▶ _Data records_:
-.-.-

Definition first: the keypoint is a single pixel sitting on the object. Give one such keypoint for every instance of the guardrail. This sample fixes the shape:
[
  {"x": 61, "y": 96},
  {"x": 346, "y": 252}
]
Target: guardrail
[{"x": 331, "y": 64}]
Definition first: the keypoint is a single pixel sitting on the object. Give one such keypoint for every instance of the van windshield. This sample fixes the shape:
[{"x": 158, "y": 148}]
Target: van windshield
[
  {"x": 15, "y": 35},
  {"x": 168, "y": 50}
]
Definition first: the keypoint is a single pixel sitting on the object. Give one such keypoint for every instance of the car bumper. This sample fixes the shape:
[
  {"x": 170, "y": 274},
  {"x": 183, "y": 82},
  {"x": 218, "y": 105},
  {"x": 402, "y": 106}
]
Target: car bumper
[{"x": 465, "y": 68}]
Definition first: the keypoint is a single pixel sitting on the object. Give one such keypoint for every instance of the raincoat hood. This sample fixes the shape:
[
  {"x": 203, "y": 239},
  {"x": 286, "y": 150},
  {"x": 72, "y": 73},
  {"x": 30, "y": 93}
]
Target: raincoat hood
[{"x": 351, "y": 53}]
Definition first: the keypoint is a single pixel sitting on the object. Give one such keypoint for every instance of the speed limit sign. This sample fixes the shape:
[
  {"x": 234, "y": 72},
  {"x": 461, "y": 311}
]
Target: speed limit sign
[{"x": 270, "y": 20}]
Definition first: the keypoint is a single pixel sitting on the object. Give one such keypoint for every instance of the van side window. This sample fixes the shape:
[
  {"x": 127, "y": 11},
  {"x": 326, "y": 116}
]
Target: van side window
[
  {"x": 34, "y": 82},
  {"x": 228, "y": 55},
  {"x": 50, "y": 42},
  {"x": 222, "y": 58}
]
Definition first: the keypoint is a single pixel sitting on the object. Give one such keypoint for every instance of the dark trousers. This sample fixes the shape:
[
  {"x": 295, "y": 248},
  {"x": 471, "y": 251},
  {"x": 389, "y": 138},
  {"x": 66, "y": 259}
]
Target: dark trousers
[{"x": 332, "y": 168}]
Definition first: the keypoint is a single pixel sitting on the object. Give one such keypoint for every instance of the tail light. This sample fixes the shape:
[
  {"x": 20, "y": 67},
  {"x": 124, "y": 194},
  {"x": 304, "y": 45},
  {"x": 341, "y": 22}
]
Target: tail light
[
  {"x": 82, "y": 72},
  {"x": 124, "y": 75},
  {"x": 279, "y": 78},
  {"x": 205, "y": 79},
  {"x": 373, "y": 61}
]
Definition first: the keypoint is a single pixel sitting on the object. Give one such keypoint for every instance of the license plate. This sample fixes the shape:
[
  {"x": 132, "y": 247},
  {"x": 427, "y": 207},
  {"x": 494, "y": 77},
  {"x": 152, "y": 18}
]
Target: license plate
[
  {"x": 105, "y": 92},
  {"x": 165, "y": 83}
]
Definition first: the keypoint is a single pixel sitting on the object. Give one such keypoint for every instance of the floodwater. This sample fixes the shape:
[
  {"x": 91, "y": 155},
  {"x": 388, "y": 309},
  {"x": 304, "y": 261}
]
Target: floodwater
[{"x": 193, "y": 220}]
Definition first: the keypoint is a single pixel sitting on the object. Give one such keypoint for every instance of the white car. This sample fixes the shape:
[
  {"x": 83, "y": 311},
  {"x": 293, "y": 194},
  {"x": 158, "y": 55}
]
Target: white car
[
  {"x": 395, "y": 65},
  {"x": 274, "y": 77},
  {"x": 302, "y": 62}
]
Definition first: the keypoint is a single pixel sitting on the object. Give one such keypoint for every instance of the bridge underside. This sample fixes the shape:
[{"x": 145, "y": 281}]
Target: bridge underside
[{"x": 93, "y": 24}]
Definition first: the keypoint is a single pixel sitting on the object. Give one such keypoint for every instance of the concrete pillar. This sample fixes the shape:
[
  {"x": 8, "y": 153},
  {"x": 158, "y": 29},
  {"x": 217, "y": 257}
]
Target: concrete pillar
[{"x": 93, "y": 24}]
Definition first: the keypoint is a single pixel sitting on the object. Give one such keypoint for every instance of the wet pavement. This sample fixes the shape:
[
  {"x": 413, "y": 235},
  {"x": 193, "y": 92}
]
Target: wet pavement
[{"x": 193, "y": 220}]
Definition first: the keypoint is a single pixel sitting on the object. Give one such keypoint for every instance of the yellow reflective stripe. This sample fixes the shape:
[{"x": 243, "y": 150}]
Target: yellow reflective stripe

-.-.-

▶ _Exercise prompt_: Print every record exactly as written.

▶ _Completed task_:
Definition first: the keypoint is a single pixel sitting on the object. Give one such keypoint for every instance of the guardrail. This sample fixes the shape:
[
  {"x": 61, "y": 96},
  {"x": 346, "y": 252}
]
Target: guardrail
[{"x": 331, "y": 64}]
Definition first: the keypoint is a single pixel sitting on the object. Give one such keypoint for every instance of the van windshield. This sample fixes the shape:
[{"x": 158, "y": 148}]
Target: van windshield
[
  {"x": 15, "y": 35},
  {"x": 168, "y": 50}
]
Definition first: the keypoint is a single pixel sitting on the object. Give one such keypoint for every instance of the car bumper. This sample fixes the shape:
[
  {"x": 170, "y": 274},
  {"x": 183, "y": 82},
  {"x": 218, "y": 105},
  {"x": 402, "y": 106}
]
Target: car bumper
[{"x": 465, "y": 68}]
Definition first: the keypoint is a single pixel sitting on the object. Give one such keypoint for every instance of the raincoat hood. This sample fixes the shape:
[
  {"x": 203, "y": 239},
  {"x": 286, "y": 150},
  {"x": 72, "y": 73},
  {"x": 30, "y": 93}
]
Target: raincoat hood
[{"x": 351, "y": 53}]
Definition first: the keypoint is a single pixel sitting on the object. Give one such keypoint for every instance of the speed limit sign. This sample fixes the shape:
[
  {"x": 234, "y": 72},
  {"x": 461, "y": 311}
]
Target: speed limit sign
[{"x": 270, "y": 20}]
Definition first: the keypoint is a single pixel sitting on the object. Give one such keypoint for every instance of the van side window. This sample fixes the shape:
[
  {"x": 127, "y": 11},
  {"x": 326, "y": 116}
]
Target: van side window
[
  {"x": 34, "y": 82},
  {"x": 228, "y": 55},
  {"x": 50, "y": 42},
  {"x": 222, "y": 58}
]
Definition first: the keypoint is a single pixel sitting on the object. Give one such keypoint for every instance of the dark trousers. This sample fixes the shape:
[
  {"x": 295, "y": 248},
  {"x": 471, "y": 251},
  {"x": 389, "y": 138},
  {"x": 66, "y": 259}
]
Target: dark trousers
[{"x": 332, "y": 168}]
Definition first: the keypoint is a single pixel sitting on the object. Give one such keypoint for every instance of the tail light. This sample fixes the shape:
[
  {"x": 20, "y": 67},
  {"x": 124, "y": 194},
  {"x": 304, "y": 45},
  {"x": 341, "y": 22}
]
Target: tail light
[
  {"x": 82, "y": 72},
  {"x": 124, "y": 75},
  {"x": 279, "y": 78},
  {"x": 205, "y": 79},
  {"x": 373, "y": 61}
]
Definition first: the keypoint is a single pixel sitting on the object. Give one such keypoint for every instance of the license plate. This sample fixes the shape:
[
  {"x": 132, "y": 247},
  {"x": 427, "y": 207},
  {"x": 494, "y": 77},
  {"x": 152, "y": 18}
]
Target: license plate
[
  {"x": 105, "y": 92},
  {"x": 165, "y": 83}
]
Definition first: the keypoint is a single pixel sitting on the object. Give one such keypoint for every instance of the floodwater. This sample fixes the shape:
[
  {"x": 91, "y": 155},
  {"x": 388, "y": 309},
  {"x": 304, "y": 261}
]
Target: floodwater
[{"x": 193, "y": 220}]
Definition first: the keypoint is a single pixel sitting on the object. Give one such keypoint for every instance of the white car. This sample fixes the shape:
[
  {"x": 83, "y": 311},
  {"x": 293, "y": 194},
  {"x": 158, "y": 55}
]
Target: white car
[
  {"x": 395, "y": 65},
  {"x": 274, "y": 77},
  {"x": 302, "y": 62}
]
Definition first: the keypoint is a single pixel sitting on the object. Give one such keypoint for every instance of the bridge underside. This sample fixes the shape:
[{"x": 145, "y": 281}]
Target: bridge underside
[{"x": 93, "y": 24}]
Definition first: the keypoint is a single pixel sitting on the object. Give one such keypoint for every instance of the concrete pillar. This sample fixes the shape:
[
  {"x": 8, "y": 153},
  {"x": 158, "y": 29},
  {"x": 217, "y": 257}
]
Target: concrete pillar
[{"x": 93, "y": 24}]
Definition first: the keypoint is a single pixel sitting on the object. Give one such keypoint for every instance of the wet pavement. This sample fixes the shape:
[
  {"x": 413, "y": 235},
  {"x": 193, "y": 92}
]
Target: wet pavement
[{"x": 193, "y": 220}]
Definition first: the keypoint is a single pixel sitting on the object. Give one such keypoint for every instance of the yellow reflective stripe. This sample fixes the shape:
[{"x": 243, "y": 150}]
Target: yellow reflective stripe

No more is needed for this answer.